It's a long ride home.

Now, you go to sleep.

You will see your daddy in the morning.

- 'Night.

- 'Night.

♪ A merry Christmas and a happy new year ♪

- Ho, ho, ho.

- Oh, David, thank you.

- Read the card, read the card!

- "Here's to the merriest Christmas ever.

"Love, Santa."

Oh, honey, they're beautiful!

- Hey, you know.

I looked everywhere for
Justin's commando toy.

I can't find it, they're sold out.

- Oh don't worry, I'll look for it.

Tell me, tell me about the job.

- All right.

All right, all right,
here's the good news.

They want the job done by Christmas eve,

so I gotta start tomorrow.

- So soon?

- I got to get up at four in the morning

just to get there in time, but look.

Da-da-da.

(gasps)

- Look at this.

We can pay the mortgage,
insurance, some credit cards.

- Maybe even have a real Christmas.

- Oh, honey, this is so great.

- Now there is a little bit of bad news.

- Do I want to hear this?

- It's not that bad.

Just because of the deadline,

I think it's going to be
better if I stay up there.

You don't know how bad
the snow was tonight.

Took me three hours to get back here.

It's going to take me all
day tomorrow to get up there

if the pass is closed.

But don't worry.

I will be home in time for Christmas,

and I'll be a very real Santa.

- I'm just worried about Justin.

- He'll be fine, is he asleep?

- [Stephanie] Oh yeah.

- Of course he is, I didn't
realize how late it was.

I got to get to bed myself.

You know, I was thinking.

Justin is getting older,

and this could be the last Christmas

he actually believes in Santa Claus.

We got the old suit,

so maybe we should really do it up right.

You know, do something special for him.

- That sounds great.

Come on, let's get you to bed.

Your breakfast is ready.

- Where's dad?

- Your father had to leave
early this morning for work.

- What?

- Justin, daddy's going
to be working out of town

for a while.

- For how long?

- Well, he'll be back for Christmas,

and then we are going
to have a great time.

Now, grandpa will be here

when you get back from school, okay?

- Okay.

- You finish up, I've got to get going.

- [Justin] She told me he
would be working out of town

for a little while.

Dataset rows:
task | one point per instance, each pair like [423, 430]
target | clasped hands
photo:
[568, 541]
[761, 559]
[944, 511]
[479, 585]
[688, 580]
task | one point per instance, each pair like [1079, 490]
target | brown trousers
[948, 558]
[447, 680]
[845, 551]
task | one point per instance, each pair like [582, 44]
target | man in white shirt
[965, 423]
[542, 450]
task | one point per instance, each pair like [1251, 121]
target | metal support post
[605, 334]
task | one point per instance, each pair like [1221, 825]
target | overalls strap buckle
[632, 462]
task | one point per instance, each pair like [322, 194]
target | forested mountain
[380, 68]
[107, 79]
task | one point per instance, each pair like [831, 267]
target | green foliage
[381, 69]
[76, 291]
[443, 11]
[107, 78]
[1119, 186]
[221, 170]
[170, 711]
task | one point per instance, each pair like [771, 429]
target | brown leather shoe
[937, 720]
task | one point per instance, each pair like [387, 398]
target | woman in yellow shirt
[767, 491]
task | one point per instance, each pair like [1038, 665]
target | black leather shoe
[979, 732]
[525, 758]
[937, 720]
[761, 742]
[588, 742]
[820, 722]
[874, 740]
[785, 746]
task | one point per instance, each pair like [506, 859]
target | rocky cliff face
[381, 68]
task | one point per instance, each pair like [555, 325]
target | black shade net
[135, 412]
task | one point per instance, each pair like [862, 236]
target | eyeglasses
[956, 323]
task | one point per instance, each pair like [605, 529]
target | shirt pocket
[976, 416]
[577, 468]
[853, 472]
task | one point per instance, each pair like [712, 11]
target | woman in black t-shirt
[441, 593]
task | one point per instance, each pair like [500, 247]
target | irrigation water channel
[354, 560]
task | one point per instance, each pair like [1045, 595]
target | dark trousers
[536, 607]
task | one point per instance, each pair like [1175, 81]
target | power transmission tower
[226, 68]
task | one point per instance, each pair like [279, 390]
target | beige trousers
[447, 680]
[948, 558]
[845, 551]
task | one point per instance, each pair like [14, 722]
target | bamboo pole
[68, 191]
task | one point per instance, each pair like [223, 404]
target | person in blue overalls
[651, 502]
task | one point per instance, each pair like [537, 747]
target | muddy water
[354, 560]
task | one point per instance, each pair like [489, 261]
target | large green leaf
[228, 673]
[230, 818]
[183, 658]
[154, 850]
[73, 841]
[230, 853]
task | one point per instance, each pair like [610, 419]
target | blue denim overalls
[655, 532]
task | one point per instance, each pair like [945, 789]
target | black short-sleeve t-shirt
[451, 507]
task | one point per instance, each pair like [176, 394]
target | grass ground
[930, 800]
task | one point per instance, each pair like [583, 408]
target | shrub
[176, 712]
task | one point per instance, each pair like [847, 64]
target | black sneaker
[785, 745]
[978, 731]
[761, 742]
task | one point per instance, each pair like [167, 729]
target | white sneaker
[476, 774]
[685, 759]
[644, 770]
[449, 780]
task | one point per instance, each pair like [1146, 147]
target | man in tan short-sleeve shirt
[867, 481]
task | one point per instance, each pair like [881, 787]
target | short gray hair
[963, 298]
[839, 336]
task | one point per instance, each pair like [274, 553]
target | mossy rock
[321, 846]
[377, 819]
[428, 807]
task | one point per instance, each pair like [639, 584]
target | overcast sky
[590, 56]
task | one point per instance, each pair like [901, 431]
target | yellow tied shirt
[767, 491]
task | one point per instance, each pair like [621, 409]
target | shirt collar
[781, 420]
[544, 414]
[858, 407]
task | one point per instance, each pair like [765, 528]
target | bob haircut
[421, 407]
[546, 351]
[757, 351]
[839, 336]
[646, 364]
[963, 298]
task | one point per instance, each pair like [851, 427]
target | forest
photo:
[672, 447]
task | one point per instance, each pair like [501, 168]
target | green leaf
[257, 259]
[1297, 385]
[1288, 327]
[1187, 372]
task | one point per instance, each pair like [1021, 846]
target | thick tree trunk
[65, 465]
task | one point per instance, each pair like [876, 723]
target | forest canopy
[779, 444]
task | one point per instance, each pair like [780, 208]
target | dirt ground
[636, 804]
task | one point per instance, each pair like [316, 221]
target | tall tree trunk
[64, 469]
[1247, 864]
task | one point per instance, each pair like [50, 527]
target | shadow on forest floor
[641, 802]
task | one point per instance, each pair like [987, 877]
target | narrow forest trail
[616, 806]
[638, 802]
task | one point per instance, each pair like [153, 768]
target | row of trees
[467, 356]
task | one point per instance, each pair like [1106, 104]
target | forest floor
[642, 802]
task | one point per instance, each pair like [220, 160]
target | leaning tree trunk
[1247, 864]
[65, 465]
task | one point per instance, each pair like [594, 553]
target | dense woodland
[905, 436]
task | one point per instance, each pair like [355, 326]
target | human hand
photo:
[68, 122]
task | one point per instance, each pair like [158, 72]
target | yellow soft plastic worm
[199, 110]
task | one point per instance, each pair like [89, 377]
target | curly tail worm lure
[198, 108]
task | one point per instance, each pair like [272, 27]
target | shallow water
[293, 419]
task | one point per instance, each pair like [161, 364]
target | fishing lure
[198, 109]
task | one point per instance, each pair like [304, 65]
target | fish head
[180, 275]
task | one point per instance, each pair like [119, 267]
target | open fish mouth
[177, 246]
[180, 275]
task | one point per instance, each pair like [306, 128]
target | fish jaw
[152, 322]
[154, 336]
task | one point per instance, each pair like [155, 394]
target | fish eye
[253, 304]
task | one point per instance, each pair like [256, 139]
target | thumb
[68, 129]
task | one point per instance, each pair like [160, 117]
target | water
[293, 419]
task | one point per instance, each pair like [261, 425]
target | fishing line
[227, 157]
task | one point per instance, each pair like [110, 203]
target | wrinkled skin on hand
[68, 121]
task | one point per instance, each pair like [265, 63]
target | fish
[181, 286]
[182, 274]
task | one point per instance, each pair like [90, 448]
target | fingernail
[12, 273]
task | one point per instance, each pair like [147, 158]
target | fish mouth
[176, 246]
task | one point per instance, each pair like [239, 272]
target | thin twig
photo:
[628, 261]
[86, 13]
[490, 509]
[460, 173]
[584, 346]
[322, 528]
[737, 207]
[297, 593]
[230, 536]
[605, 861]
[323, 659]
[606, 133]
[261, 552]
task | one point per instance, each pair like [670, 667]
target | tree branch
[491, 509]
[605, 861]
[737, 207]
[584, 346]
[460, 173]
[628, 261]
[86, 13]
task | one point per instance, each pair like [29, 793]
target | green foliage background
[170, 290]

What is asked:
**1.** In the Christmas dialogue, at what hour does David have to get up to reach the job in time?
**2.** Please write the next part of the Christmas dialogue, picking up after the last line of the dialogue and not the listing.

Responses by task:
**1.** Four in the morning.

**2.**
- Yeah, that's what they told me, too.

(clears throat)

- Good morning, Ms. Crumley.

- Good morning, Robert.

Now, class, I want you all to remember

that tomorrow is our last
day before winter break

and our class holiday party.

(class cheering)

All right, calm down.

And don't forget to bring a
wrapped gift for the grab bag.

Now, open your workbooks to page .

Who wants to start?

- Ooh, me, me!

Ooh, me, please, me!

- Yeah, sure, highway .

I got it, yeah.

Okay, who's next?

- That's me.

- Congratulations, Floyd.

You hit the big time,
the Mountainview mall.

- Indoors?

Finally, oh, yeah.

(phone ringing)

- Kringle.

Yeah, we do bar mitzvahs, sure.

♪ I can't believe in Christmas eve ♪

♪ My mama was kissing Santa ♪

♪ There's treats and toys ♪

♪ For the girls and boys in the world ♪

- Hey, Justin.

Cheer up, it's almost Christmas.

- [Stephanie] Hey.

♪ But all the while ♪

- Speak of the devil, here he is now.

It's your dad.

- Dad, dad, where are you?

When are you coming home?

- Whoa, slow down a
minute, buddy, how are you?

- I'm fine, but you got to come home.

- Daddy's working, Justin.

Didn't mommy tell you, I'll
be home in time for Christmas.

- But dad.

- Look, Jus, I'm sorry I didn't
get a chance to say goodbye

but I had to leave pretty early.

- But, dad, listen.

- I want you to do me a favor,

I want you to make me a promise.

- What?

- I want you to be the man
of the house while I'm gone.

I want you to take care of your mum.

- No, dad, you got to come home!

- Justin, you got to promise me.

I want you to be good to your mother,

and no more of this monkey
business, all right?

- [Man] Dave, we need your signature.

- Justin I want you to promise.

Are you there?

- [Justin] Yeah, but, dad.

- Alright, look buddy, I got to go.

I'll talk to you later,
and I love you, okay?

- Dad, dad!

- I got to go.

Bye bye.

- You okay, huh?

Hey, don't I get a hello, huh?

Okay, I know what will cheer you up.

Let's go.

♪ Deck the halls with boughs of holly ♪

♪ Fa-la-la-la-la la-la-la-la ♪

♪ 'Tis the season to be jolly ♪

♪ Fa-la-la-la-la la-la-la-la ♪

♪ Down we now our gay apparel ♪

♪ Fa-la-la-la-la la-la-la-la ♪

♪ Troll the ancient yuletide carol ♪

♪ Fa-la-la-la-la la-la-la-la ♪

♪ See the blazing yule before us ♪

♪ Fa-la-la-la-la la-la-la-la ♪

- You have to keep smiling, okay?

All the time, smiling at all costs.

Here's why, because Santa is jolly.

Think jolly thoughts.

Jolly, jolly, jolly, can you do that?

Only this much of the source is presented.